DATA FOR THIS TASK:
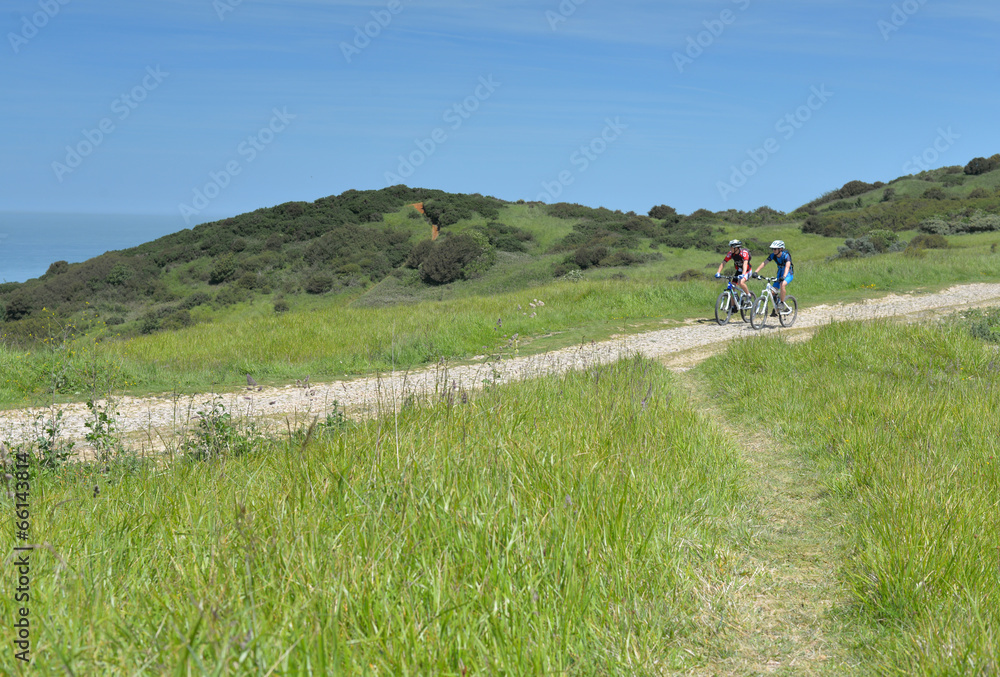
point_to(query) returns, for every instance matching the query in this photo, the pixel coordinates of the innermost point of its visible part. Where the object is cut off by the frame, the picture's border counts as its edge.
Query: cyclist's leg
(784, 286)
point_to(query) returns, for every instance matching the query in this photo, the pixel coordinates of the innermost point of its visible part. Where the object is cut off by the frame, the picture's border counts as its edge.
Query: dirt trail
(151, 424)
(779, 619)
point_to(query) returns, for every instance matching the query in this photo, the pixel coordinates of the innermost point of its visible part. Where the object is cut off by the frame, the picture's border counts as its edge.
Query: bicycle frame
(731, 299)
(770, 297)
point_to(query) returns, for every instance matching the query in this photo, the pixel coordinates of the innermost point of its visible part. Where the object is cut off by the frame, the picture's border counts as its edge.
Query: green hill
(375, 248)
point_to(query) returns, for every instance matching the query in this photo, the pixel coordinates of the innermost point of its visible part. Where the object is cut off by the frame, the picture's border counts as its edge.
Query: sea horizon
(31, 241)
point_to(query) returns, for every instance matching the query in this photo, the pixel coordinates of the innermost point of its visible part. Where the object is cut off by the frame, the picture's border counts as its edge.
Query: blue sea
(30, 242)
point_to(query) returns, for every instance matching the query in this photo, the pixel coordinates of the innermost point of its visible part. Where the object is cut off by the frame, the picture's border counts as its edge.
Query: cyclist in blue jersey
(741, 261)
(784, 260)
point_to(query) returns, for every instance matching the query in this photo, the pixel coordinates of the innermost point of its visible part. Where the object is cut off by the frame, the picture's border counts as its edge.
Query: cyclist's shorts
(788, 280)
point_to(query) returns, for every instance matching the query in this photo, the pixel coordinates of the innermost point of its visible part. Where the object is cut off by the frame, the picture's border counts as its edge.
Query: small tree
(664, 212)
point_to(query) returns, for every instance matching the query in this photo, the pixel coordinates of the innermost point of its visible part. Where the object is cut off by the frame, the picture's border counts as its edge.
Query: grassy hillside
(353, 283)
(503, 531)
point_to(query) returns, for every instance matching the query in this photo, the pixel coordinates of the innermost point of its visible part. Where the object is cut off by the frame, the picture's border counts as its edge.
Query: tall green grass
(566, 525)
(902, 419)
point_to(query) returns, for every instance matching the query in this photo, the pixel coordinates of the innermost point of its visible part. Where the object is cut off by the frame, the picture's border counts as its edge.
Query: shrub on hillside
(196, 299)
(319, 283)
(506, 238)
(875, 242)
(452, 258)
(929, 241)
(665, 213)
(225, 269)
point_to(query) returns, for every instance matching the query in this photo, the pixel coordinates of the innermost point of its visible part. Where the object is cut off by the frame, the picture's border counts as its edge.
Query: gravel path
(153, 423)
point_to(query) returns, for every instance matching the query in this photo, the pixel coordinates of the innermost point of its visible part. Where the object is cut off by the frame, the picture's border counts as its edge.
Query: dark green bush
(665, 213)
(449, 257)
(982, 165)
(196, 299)
(319, 283)
(225, 269)
(929, 241)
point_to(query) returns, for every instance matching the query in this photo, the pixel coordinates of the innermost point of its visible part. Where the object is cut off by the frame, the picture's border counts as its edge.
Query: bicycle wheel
(723, 307)
(758, 314)
(787, 317)
(747, 309)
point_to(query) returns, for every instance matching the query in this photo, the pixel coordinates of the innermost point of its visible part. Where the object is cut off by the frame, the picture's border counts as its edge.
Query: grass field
(581, 524)
(899, 423)
(610, 521)
(333, 340)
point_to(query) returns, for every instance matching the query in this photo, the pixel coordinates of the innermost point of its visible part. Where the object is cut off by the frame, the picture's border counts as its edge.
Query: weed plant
(902, 422)
(575, 524)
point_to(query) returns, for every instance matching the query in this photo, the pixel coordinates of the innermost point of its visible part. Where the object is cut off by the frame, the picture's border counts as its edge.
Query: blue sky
(142, 107)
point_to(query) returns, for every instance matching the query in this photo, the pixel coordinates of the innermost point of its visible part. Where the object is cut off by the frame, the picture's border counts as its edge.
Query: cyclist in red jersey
(740, 257)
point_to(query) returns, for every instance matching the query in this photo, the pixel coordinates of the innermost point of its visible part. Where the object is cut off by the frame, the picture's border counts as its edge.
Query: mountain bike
(731, 300)
(770, 298)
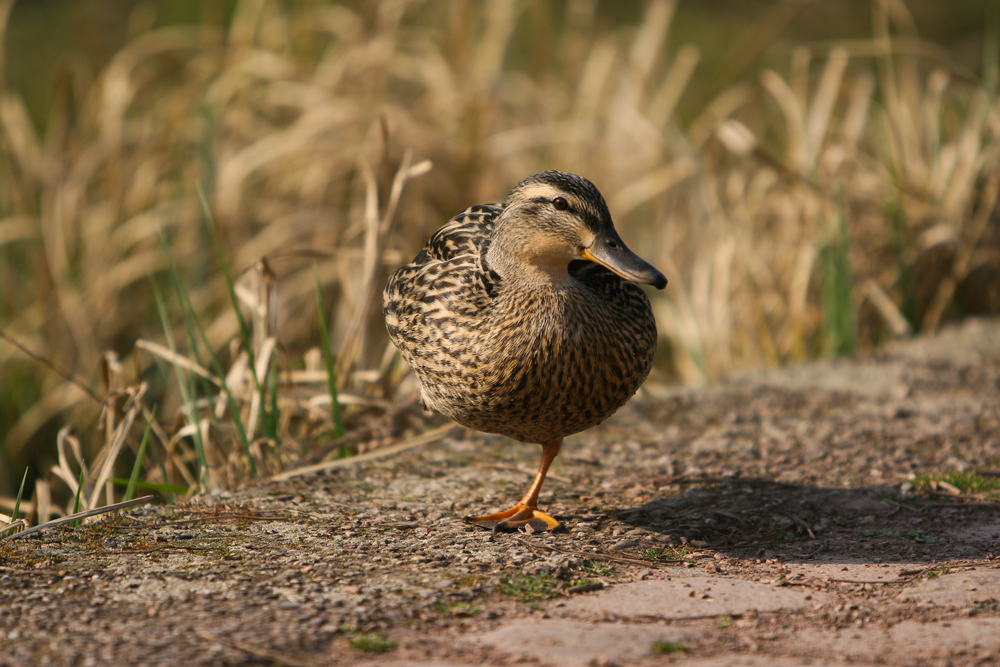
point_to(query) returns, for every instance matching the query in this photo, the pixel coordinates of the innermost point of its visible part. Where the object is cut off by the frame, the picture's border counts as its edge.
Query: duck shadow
(759, 518)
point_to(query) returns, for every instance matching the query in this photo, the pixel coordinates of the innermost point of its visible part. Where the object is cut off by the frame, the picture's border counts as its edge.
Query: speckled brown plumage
(510, 330)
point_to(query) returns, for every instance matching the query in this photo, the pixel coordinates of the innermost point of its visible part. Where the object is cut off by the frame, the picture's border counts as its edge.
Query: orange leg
(525, 513)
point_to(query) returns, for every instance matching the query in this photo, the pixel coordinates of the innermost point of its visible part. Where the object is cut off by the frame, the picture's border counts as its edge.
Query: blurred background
(814, 178)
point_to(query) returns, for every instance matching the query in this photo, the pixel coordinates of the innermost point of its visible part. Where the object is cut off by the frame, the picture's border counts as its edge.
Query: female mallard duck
(522, 319)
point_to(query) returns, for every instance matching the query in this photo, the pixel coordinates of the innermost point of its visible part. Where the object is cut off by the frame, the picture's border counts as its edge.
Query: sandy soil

DIRECTIONS FOR THIS TASK:
Pull out every line of the rows that contains the word "jersey" and list those lines here.

COMPLETE OUTPUT:
Query: cyclist in blue jersey
Query: cyclist in red jersey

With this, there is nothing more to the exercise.